◆ **Sfida 1**
Riproduci il brano sul lago dalle parole "Intravedo solo una" fino alle parole "spiaggia. E parto." comprese.
◆ **Sfida 2**
Rispondi in base al brano sul lago:
(a) Che cosa colora il sole già alto?
(b) Con quale tipo di canna pesca l'uomo sulla barca?
(c) Quali animali vengono disturbati al momento di salire sul kayak?
◆ **Sfida 3**
Riscrivi in forma più breve il paragrafo del brano sul lago che comincia con "Intravedo solo una barca", mantenendone i fatti principali.

Figlia del vento e delle nuvole
E’ una splendida mattina di piena estate. Il sole già alto colora le cime delle montagne e le colline scivolano come dense pennellate di verde nel lago ancora insonnolito.
Intravedo solo una barca a remi in lontananza. Un pescatore paziente, in piedi, con la sua canna a mosca sembra frustare la superficie dell’acqua senza tuttavia ferirne lo specchio. Difficile che peschi qualcosa, e lui lo sa. Eppure quel movimento del braccio, la danza della lenza che volteggia lievemente nell’aria e il dolce cullare dell’imbarcazione sono sufficienti ad animare l’uomo di speranza o, forse, a farlo sentire semplicemente beato, all’unisono con la natura.
Voglio unirmi anch’io. Armata solo di pagaia e di tanta energia, monto sul mio kayak che mi aspetta a riva, disturbando cautamente due fieri cigni, abituali ospiti della spiaggia. E parto.

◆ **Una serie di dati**
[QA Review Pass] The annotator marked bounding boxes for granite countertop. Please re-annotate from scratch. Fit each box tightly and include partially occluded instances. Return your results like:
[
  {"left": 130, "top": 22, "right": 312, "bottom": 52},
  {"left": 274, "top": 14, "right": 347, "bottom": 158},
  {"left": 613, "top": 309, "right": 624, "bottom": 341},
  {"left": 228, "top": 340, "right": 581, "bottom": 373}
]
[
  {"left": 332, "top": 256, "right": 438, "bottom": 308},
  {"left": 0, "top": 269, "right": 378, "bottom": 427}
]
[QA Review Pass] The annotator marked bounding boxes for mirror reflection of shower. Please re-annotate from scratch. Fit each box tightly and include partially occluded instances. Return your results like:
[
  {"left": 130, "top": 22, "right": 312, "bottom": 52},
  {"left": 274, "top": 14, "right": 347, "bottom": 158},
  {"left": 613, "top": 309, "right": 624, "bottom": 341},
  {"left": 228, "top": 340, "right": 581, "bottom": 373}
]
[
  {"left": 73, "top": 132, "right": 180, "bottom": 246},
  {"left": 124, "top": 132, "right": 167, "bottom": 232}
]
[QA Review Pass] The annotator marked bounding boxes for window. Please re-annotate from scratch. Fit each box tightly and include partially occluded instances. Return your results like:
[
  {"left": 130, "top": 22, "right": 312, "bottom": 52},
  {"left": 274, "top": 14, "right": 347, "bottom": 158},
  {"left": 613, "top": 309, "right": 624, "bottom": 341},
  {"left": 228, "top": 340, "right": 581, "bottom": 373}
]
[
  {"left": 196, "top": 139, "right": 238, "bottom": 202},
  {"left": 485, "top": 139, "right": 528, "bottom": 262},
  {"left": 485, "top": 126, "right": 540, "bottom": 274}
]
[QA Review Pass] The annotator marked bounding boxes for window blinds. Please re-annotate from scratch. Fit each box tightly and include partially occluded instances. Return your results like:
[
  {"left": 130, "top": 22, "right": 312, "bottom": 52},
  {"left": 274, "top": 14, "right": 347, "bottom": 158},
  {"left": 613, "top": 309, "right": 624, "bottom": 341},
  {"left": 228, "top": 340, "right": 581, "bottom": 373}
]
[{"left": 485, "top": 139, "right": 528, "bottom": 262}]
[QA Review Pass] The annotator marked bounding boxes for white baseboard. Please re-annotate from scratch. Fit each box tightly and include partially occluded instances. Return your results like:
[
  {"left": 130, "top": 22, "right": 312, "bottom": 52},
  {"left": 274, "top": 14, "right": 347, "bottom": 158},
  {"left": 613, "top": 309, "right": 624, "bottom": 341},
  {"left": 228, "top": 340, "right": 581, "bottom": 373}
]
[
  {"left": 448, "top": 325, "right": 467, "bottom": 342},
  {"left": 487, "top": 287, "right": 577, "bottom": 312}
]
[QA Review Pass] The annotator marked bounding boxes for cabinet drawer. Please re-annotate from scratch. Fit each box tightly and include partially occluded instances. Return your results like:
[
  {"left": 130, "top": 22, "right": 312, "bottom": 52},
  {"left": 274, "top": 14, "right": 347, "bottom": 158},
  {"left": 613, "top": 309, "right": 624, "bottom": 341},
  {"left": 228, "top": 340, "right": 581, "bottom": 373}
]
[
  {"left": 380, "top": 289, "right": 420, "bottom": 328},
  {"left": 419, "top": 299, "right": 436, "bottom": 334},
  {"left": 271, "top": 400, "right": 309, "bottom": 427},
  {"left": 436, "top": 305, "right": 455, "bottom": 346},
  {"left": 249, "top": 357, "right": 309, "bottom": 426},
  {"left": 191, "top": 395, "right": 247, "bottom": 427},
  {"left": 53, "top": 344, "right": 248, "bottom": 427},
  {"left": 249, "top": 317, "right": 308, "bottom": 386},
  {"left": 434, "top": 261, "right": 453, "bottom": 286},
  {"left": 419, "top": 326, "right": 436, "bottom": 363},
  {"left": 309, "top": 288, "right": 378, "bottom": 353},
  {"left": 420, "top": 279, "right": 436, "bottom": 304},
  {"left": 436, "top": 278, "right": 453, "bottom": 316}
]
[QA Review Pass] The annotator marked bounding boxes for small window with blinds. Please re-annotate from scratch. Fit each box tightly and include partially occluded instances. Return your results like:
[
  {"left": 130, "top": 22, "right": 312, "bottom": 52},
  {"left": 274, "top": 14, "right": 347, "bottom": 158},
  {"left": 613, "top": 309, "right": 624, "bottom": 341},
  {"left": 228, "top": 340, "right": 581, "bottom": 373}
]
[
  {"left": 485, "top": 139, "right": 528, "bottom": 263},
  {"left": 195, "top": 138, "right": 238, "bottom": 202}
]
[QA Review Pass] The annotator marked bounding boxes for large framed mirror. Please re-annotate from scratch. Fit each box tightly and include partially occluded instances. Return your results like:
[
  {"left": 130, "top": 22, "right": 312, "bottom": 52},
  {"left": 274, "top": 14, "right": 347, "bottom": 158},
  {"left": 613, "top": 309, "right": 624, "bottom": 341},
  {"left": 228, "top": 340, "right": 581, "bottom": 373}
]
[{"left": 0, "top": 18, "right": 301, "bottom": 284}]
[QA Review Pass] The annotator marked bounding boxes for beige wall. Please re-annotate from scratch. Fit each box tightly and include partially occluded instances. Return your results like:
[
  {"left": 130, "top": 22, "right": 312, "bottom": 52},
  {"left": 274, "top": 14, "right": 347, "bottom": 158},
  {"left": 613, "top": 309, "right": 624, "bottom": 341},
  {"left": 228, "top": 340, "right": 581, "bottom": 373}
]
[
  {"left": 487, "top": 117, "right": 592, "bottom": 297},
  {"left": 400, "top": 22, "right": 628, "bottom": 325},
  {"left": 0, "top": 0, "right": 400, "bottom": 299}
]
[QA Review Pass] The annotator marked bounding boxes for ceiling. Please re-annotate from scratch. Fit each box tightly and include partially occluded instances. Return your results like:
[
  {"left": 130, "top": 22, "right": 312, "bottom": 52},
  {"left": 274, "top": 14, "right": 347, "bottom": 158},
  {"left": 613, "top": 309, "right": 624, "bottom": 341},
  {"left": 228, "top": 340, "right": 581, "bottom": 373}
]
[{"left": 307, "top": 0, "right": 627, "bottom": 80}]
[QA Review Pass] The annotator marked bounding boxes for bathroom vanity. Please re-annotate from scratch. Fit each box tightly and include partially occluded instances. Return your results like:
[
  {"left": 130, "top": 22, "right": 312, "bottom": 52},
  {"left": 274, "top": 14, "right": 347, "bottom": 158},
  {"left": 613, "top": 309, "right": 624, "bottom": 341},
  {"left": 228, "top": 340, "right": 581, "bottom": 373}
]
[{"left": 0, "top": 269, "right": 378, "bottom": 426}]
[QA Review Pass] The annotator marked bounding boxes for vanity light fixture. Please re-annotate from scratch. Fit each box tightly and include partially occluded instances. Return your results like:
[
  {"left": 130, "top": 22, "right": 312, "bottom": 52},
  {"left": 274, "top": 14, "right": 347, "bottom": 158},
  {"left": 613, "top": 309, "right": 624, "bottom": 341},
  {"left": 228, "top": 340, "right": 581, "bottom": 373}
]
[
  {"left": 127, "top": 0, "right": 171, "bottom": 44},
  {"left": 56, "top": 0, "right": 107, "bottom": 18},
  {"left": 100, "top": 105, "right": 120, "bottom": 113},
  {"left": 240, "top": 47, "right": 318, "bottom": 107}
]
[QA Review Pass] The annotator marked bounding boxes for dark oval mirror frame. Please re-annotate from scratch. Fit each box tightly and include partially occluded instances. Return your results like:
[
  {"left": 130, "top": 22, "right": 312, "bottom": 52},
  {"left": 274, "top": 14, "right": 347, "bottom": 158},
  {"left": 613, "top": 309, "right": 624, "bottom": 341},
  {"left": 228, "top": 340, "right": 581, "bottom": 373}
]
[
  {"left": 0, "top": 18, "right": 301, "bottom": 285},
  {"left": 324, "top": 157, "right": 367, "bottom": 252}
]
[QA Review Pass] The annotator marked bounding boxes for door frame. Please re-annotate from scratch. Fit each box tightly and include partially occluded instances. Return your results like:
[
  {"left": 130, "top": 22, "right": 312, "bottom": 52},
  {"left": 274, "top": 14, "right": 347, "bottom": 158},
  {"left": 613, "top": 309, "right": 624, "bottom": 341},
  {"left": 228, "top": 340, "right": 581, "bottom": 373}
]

...

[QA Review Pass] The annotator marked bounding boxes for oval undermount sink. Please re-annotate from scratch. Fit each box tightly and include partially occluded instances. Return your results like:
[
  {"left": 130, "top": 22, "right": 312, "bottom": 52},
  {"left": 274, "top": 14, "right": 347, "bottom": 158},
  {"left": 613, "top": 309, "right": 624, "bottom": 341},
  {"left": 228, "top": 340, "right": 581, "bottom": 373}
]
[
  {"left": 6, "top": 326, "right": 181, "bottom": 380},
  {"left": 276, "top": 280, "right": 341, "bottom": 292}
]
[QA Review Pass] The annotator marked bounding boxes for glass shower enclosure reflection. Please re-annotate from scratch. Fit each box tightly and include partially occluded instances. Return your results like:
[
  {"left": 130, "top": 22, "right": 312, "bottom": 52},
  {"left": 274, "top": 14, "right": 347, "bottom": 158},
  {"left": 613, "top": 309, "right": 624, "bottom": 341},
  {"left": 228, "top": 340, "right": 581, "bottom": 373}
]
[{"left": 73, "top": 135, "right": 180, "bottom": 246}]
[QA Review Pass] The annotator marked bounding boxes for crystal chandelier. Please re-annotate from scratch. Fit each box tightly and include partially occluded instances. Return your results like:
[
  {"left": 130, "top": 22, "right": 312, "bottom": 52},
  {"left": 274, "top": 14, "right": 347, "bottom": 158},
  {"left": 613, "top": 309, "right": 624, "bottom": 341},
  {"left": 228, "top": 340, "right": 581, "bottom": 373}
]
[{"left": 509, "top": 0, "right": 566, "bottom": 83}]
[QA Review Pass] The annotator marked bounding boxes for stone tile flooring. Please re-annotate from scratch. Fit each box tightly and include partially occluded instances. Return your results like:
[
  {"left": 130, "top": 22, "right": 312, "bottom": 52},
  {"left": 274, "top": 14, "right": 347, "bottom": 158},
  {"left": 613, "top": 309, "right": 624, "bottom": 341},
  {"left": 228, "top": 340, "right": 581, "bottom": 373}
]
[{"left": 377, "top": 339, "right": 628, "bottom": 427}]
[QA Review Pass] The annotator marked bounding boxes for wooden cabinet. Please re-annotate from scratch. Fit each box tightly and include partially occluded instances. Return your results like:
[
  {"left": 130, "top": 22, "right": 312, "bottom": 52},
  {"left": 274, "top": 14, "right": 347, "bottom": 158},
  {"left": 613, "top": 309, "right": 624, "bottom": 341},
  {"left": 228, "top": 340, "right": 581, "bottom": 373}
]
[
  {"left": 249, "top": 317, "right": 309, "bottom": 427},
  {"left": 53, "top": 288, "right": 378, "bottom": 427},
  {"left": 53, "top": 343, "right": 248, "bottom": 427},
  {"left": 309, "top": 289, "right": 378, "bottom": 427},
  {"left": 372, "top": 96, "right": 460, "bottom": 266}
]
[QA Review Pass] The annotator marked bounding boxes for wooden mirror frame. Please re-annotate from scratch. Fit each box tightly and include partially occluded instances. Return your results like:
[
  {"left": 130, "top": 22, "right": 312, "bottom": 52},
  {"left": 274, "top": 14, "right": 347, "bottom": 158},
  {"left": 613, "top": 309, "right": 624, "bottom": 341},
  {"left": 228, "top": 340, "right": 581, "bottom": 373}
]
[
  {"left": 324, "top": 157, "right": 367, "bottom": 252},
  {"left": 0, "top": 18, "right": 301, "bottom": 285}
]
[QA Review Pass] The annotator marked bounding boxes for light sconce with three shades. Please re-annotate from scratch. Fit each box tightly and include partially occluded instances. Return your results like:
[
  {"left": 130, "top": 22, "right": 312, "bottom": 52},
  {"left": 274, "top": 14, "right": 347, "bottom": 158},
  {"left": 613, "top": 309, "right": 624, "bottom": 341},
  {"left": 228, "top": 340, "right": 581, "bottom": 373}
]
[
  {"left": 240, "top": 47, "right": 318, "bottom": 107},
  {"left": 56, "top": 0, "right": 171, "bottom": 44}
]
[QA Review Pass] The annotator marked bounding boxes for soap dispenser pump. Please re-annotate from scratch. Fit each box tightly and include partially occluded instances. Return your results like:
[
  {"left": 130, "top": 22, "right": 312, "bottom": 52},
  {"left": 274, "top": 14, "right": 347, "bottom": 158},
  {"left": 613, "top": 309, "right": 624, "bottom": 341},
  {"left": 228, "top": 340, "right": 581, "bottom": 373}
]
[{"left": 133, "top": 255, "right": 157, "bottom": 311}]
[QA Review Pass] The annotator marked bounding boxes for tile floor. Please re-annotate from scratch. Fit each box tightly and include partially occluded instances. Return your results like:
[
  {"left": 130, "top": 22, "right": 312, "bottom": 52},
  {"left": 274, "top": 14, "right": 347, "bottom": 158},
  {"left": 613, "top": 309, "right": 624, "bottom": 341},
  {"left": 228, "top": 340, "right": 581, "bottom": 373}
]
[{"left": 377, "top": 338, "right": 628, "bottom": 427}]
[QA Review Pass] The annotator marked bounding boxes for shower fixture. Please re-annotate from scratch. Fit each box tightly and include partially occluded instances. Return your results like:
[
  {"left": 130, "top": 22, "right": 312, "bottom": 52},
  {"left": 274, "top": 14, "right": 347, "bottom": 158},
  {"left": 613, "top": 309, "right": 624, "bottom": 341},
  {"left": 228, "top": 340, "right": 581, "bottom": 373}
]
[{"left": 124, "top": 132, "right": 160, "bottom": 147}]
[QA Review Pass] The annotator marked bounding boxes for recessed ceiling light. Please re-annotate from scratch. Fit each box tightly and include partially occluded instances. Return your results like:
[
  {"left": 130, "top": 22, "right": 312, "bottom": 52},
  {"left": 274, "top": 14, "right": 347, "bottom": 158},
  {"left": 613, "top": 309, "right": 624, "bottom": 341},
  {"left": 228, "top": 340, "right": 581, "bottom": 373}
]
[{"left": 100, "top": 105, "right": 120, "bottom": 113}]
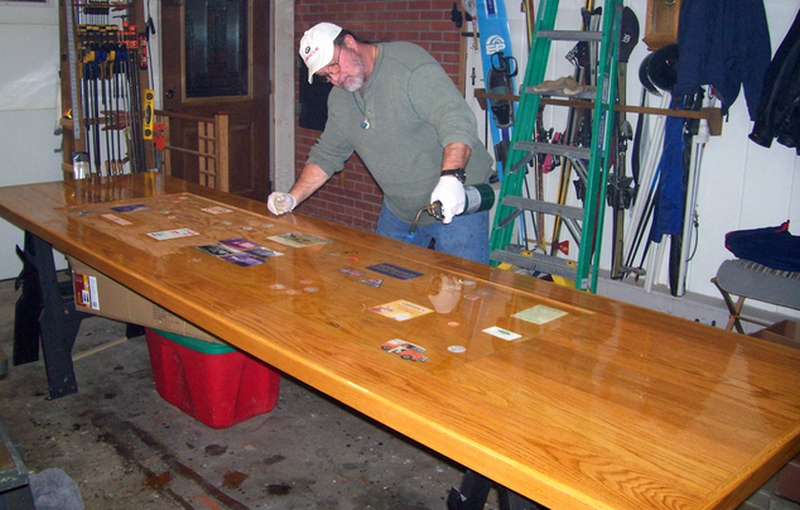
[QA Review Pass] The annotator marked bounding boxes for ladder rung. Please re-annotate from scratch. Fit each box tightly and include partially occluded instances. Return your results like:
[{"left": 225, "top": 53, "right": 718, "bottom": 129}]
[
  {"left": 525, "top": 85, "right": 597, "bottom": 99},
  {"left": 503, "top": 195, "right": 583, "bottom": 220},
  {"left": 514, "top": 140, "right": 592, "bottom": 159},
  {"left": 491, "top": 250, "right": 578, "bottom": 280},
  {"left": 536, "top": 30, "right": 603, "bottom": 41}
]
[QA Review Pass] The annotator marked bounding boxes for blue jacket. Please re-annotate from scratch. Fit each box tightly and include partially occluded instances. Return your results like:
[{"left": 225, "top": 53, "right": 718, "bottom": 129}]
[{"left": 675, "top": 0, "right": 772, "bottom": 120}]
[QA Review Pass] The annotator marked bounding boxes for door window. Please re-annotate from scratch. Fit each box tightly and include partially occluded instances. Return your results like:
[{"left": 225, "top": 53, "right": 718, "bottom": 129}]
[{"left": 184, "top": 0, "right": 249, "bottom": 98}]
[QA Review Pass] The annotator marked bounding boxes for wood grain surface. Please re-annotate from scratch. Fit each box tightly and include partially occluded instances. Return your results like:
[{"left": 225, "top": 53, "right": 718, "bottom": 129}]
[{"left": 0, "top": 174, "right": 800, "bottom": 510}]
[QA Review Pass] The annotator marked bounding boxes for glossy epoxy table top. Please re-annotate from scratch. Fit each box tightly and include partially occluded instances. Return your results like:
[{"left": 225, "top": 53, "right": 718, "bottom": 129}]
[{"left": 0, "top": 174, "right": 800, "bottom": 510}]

◆ **Risposta completa 1**
Intravedo solo una barca a remi in lontananza. Un pescatore paziente, in piedi, con la sua canna a mosca sembra frustare la superficie dell’acqua senza tuttavia ferirne lo specchio. Difficile che peschi qualcosa, e lui lo sa. Eppure quel movimento del braccio, la danza della lenza che volteggia lievemente nell’aria e il dolce cullare dell’imbarcazione sono sufficienti ad animare l’uomo di speranza o, forse, a farlo sentire semplicemente beato, all’unisono con la natura.
Voglio unirmi anch’io. Armata solo di pagaia e di tanta energia, monto sul mio kayak che mi aspetta a riva, disturbando cautamente due fieri cigni, abituali ospiti della spiaggia. E parto.

◆ **Risposta completa 2**
(a) Le cime delle montagne.
(b) Con una canna a mosca.
(c) Due fieri cigni, abituali ospiti della spiaggia.

◆ **Risposta completa 3**
In lontananza c'è solo una barca a remi, con un pescatore in piedi che muove la canna a mosca sull'acqua senza romperne lo specchio. Sa che difficilmente prenderà qualcosa, ma il gesto del braccio, la danza della lenza e il cullare della barca bastano a dargli speranza o forse a farlo sentire beato, in armonia con la natura.